= AIM =
In the aircraft design text below, reproduce word for word the passage between "It is tempting" and "of such opportunities.", inclusive.

= DOCUMENT =
-=-=-=-=-

Aircraft Design Projects for engineering students(download)

Aircraft Design Projects for engineering students

It is tempting to title this book ‘Flights of Fancy’ as this captures the excitement and
expectations at the start of a new design project. The main objective of this book is
to try to convey this feeling to those who are starting to undertake aircraft conceptual
design work for the first time. This often takes place in an educational or industrial
training establishment. Too often, in academic studies, the curiosity and fascination of
project work is lost under a morass of mathematics, computer programming, analytical
methods, project management, time schedules and deadlines. This is a shame as there
are very few occasions in your professional life that you will have the chance to let your
imagination and creativity flow as freely as in these exercises. As students or young
engineers, it is advisable to make the most of such opportunities.
When university faculty or counsellors interview prospective students and ask why
they want to enter the aeronautics profession, the majority will mention that they want
to design aircraft or spacecraft. They often tell of having drawn pictures of aeroplanes
since early childhood and they imagine themselves, immediately after graduation, producing
drawings for the next generation of aircraft. During their first years in the
university, these young men and women are often less than satisfied with their basic
courses in science, mathematics, and engineering as they long to ‘design’ something.

-=-=-=-=-

= PROVIDED DATA =

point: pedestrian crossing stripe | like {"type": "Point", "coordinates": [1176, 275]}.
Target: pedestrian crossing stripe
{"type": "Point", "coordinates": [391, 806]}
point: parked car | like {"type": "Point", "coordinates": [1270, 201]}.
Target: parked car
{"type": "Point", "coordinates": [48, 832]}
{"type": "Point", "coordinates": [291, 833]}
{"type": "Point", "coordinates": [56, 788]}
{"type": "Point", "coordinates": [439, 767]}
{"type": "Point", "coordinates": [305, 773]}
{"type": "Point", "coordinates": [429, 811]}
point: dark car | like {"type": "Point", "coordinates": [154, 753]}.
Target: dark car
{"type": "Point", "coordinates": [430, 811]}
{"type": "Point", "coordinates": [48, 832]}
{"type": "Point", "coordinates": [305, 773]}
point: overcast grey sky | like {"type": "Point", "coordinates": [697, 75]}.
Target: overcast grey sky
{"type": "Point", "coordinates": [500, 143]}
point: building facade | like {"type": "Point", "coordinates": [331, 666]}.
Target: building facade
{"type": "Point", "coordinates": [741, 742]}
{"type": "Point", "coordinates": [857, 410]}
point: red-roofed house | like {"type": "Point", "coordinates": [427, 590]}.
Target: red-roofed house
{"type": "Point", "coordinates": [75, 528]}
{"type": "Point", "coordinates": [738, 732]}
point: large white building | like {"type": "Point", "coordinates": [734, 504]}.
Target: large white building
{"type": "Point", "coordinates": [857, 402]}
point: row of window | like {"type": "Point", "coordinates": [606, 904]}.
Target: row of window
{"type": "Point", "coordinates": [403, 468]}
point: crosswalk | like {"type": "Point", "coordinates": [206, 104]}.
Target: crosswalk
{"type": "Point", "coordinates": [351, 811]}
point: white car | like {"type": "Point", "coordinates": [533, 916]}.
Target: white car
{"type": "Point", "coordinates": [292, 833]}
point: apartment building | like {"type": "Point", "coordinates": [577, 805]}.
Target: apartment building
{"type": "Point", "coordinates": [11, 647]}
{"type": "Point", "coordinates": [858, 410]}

-=-=-=-=-

= WRITTEN REPLY =
It is tempting to title this book ‘Flights of Fancy’ as this captures the excitement and
expectations at the start of a new design project. The main objective of this book is
to try to convey this feeling to those who are starting to undertake aircraft conceptual
design work for the first time. This often takes place in an educational or industrial
training establishment. Too often, in academic studies, the curiosity and fascination of
project work is lost under a morass of mathematics, computer programming, analytical
methods, project management, time schedules and deadlines. This is a shame as there
are very few occasions in your professional life that you will have the chance to let your
imagination and creativity flow as freely as in these exercises. As students or young
engineers, it is advisable to make the most of such opportunities.